(Material for this task begins)

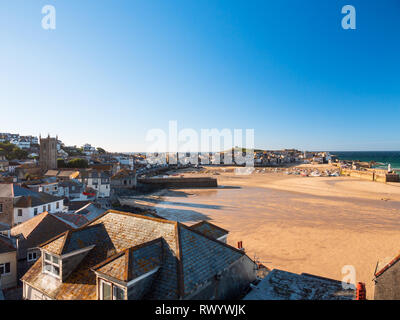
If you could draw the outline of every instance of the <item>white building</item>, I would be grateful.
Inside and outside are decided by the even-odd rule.
[[[79,181],[96,190],[98,198],[110,197],[111,177],[108,172],[89,169],[81,172]]]
[[[64,199],[44,192],[36,192],[9,184],[13,198],[13,222],[20,224],[42,212],[67,212]]]

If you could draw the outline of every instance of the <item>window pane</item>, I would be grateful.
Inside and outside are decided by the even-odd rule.
[[[51,261],[51,256],[50,256],[48,253],[45,253],[45,254],[44,254],[44,258],[45,258],[47,261]]]
[[[51,272],[52,265],[48,264],[47,262],[44,263],[44,270]]]
[[[111,285],[102,282],[102,286],[103,286],[103,300],[112,300]]]
[[[125,300],[124,290],[120,287],[114,287],[114,299],[115,300]]]
[[[11,272],[10,263],[6,263],[6,273],[10,273],[10,272]]]
[[[54,266],[53,266],[53,273],[54,273],[56,276],[60,275],[60,268],[59,268],[59,267],[54,267]]]
[[[4,264],[0,264],[0,274],[4,274]]]
[[[55,256],[53,256],[53,262],[54,262],[55,264],[58,264],[58,258],[55,257]]]

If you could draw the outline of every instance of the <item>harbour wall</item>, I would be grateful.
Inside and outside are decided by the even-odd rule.
[[[399,175],[397,173],[388,173],[386,170],[379,170],[379,169],[367,169],[367,170],[341,169],[340,174],[342,176],[355,177],[369,181],[377,181],[384,183],[400,182]]]
[[[142,178],[139,183],[154,185],[161,188],[184,189],[184,188],[216,188],[217,179],[210,177],[198,178]]]

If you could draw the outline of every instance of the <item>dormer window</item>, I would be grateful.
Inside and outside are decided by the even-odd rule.
[[[43,272],[60,278],[60,259],[46,252],[43,258]]]
[[[125,290],[100,279],[100,300],[125,300]]]
[[[28,262],[36,261],[38,259],[37,252],[28,252]]]

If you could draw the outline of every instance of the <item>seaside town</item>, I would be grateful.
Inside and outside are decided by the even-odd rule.
[[[348,283],[313,273],[320,270],[316,267],[283,269],[286,265],[277,261],[291,259],[288,244],[268,248],[257,228],[246,225],[250,220],[237,227],[225,213],[217,216],[217,203],[177,202],[193,201],[195,192],[200,200],[203,193],[231,191],[226,197],[233,199],[245,188],[256,194],[266,183],[277,190],[287,179],[298,188],[285,189],[291,196],[307,193],[314,181],[332,185],[355,179],[396,188],[399,175],[390,165],[340,160],[327,151],[254,150],[254,170],[238,176],[237,152],[198,154],[195,164],[187,161],[192,155],[166,154],[165,163],[152,163],[145,153],[111,153],[89,143],[67,146],[50,135],[0,133],[0,300],[400,298],[396,252],[390,259],[375,256],[376,266],[360,260],[374,272],[363,271],[360,281]],[[226,164],[228,156],[232,162]],[[254,185],[246,186],[248,181]],[[268,196],[278,201],[277,195]],[[388,197],[382,200],[390,203]],[[243,216],[246,209],[241,210]],[[262,210],[255,205],[251,211]],[[274,210],[278,215],[282,209],[268,208]],[[274,237],[279,235],[269,233]]]

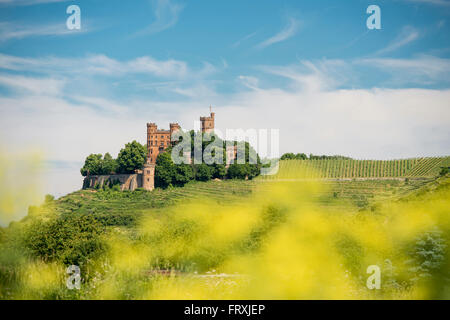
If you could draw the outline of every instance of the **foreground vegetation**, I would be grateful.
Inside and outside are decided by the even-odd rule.
[[[448,177],[48,197],[0,232],[0,297],[448,299],[449,199]],[[80,290],[65,285],[72,264]]]

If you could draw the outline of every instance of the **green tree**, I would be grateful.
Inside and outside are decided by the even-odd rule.
[[[90,154],[86,157],[84,161],[84,166],[80,170],[82,176],[98,175],[102,172],[102,155],[101,154]]]
[[[107,152],[103,156],[101,168],[102,174],[114,174],[117,172],[119,165],[117,164],[117,160],[113,159],[113,157]]]
[[[294,160],[294,159],[295,159],[295,154],[293,154],[292,152],[285,153],[280,158],[280,160]]]
[[[173,184],[176,186],[184,186],[194,178],[192,167],[188,164],[175,165],[175,174],[173,176]]]
[[[211,180],[212,172],[210,166],[208,166],[205,163],[196,165],[196,171],[195,171],[195,179],[199,181],[208,181]]]
[[[167,188],[172,185],[176,173],[175,164],[169,152],[161,152],[156,158],[155,185]]]
[[[228,168],[228,177],[231,179],[245,179],[250,174],[248,164],[233,163]]]
[[[119,172],[134,173],[136,169],[142,168],[145,159],[146,151],[142,144],[137,141],[127,143],[117,157]]]
[[[223,179],[227,175],[227,168],[224,164],[214,164],[212,166],[213,169],[213,178]]]
[[[297,160],[306,160],[306,159],[308,159],[308,156],[306,154],[304,154],[304,153],[297,153],[295,155],[295,159],[297,159]]]

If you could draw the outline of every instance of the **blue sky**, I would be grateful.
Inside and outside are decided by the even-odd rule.
[[[280,129],[282,153],[445,155],[449,17],[450,0],[0,0],[0,144],[70,173],[56,193],[89,153],[209,105],[219,128]]]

(Material for this task ends)

▶ _Instructions to follow_
None of the pictures should be kept; reproduce all the remaining material exactly.

▶ _Result of the exercise_
If you could draw the outline of every instance of the <item>white building</item>, I would be grateful.
Inside and outside are decided by the even-odd rule.
[[[79,181],[96,190],[98,198],[110,197],[111,177],[108,172],[89,169],[81,172]]]
[[[64,199],[44,192],[36,192],[9,184],[13,198],[13,222],[20,224],[42,212],[67,212]]]

If you could draw the outline of every instance of the <item>window pane</item>, I would be grateful.
Inside and outside are decided by the even-odd rule.
[[[51,261],[51,256],[50,256],[48,253],[45,253],[45,254],[44,254],[44,258],[45,258],[47,261]]]
[[[51,272],[52,265],[48,264],[47,262],[44,263],[44,270]]]
[[[111,285],[102,282],[102,286],[103,286],[103,300],[112,300]]]
[[[125,300],[124,290],[120,287],[114,287],[114,299],[115,300]]]
[[[11,272],[10,263],[6,263],[6,273],[10,273],[10,272]]]
[[[54,266],[53,266],[53,273],[54,273],[56,276],[60,275],[60,268],[59,268],[59,267],[54,267]]]
[[[4,264],[0,264],[0,274],[4,274]]]
[[[55,256],[53,256],[53,262],[54,262],[55,264],[58,264],[58,258],[55,257]]]

If you could draw the outline of every instance of the <item>harbour wall</item>, I would be grateful.
Inside and outside are decided by the even-odd rule.
[[[399,175],[397,173],[388,173],[386,170],[379,170],[379,169],[367,169],[367,170],[341,169],[340,174],[342,176],[355,177],[369,181],[377,181],[384,183],[400,182]]]
[[[142,178],[139,183],[154,185],[161,188],[184,189],[184,188],[216,188],[217,179],[210,177],[198,178]]]

If you could draw the outline of every instance of the <item>dormer window</item>, I would be grateful.
Inside and outside are decided by the even-odd rule.
[[[43,272],[60,278],[60,259],[46,252],[43,258]]]
[[[125,290],[100,279],[100,300],[125,300]]]
[[[28,262],[36,261],[38,259],[37,252],[28,252]]]

If you could draw the outline of every instance of the <item>seaside town</item>, I would be grateful.
Inside and outside are decided by the even-odd rule.
[[[348,283],[313,273],[320,270],[316,267],[283,269],[286,265],[277,261],[291,259],[288,244],[268,248],[257,228],[246,225],[250,220],[237,227],[225,213],[217,216],[217,203],[177,202],[193,201],[195,192],[200,200],[203,193],[231,191],[226,197],[233,199],[245,188],[256,194],[266,183],[277,190],[287,179],[298,188],[285,189],[291,196],[307,193],[314,181],[332,185],[355,179],[396,188],[399,175],[390,165],[340,160],[327,151],[254,150],[254,170],[238,176],[237,152],[198,154],[195,164],[187,161],[192,155],[166,154],[165,163],[152,163],[145,153],[111,153],[89,143],[67,146],[50,135],[0,133],[0,300],[400,298],[396,252],[390,259],[375,256],[376,266],[360,260],[374,272],[363,271],[360,281]],[[226,164],[228,156],[232,162]],[[254,185],[246,186],[248,181]],[[268,196],[278,201],[277,195]],[[388,197],[382,200],[390,203]],[[243,216],[246,209],[241,210]],[[262,210],[255,205],[251,211]],[[274,210],[278,215],[282,209],[268,208]],[[274,237],[279,235],[269,233]]]

If you could draw the outline of every instance of the **foreground vegetation**, I would be grateful.
Inside and outside are decided by the even-odd rule.
[[[448,177],[48,197],[0,232],[0,297],[448,299],[449,199]],[[80,290],[65,285],[72,264]]]

If you could draw the outline of every instance of the **green tree**, I would be grateful.
Inside and outside are decided by the even-odd rule.
[[[90,154],[86,157],[84,161],[84,166],[80,170],[82,176],[98,175],[102,172],[102,155],[101,154]]]
[[[107,152],[103,156],[101,168],[102,174],[114,174],[117,172],[119,165],[117,164],[117,160],[113,159],[113,157]]]
[[[294,160],[294,159],[295,159],[295,154],[293,154],[292,152],[285,153],[280,158],[280,160]]]
[[[173,184],[176,186],[184,186],[194,178],[192,167],[188,164],[175,165],[175,174],[173,176]]]
[[[211,180],[212,172],[210,166],[208,166],[205,163],[196,165],[196,171],[195,171],[195,179],[199,181],[208,181]]]
[[[167,188],[172,185],[176,173],[175,164],[169,152],[161,152],[156,158],[155,185]]]
[[[228,168],[228,177],[231,179],[245,179],[250,174],[248,164],[233,163]]]
[[[119,172],[134,173],[136,169],[142,168],[145,159],[146,151],[142,144],[137,141],[127,143],[117,157]]]
[[[223,179],[227,175],[227,168],[224,164],[214,164],[212,166],[213,169],[213,178]]]
[[[297,160],[306,160],[306,159],[308,159],[308,156],[306,154],[304,154],[304,153],[297,153],[295,155],[295,159],[297,159]]]

If you could draw the outline of every instance of the **blue sky**, I would be grateful.
Inside and outside are decided by the even-odd rule.
[[[280,129],[282,153],[445,155],[449,17],[450,0],[0,0],[0,144],[70,173],[56,193],[89,153],[209,105],[219,128]]]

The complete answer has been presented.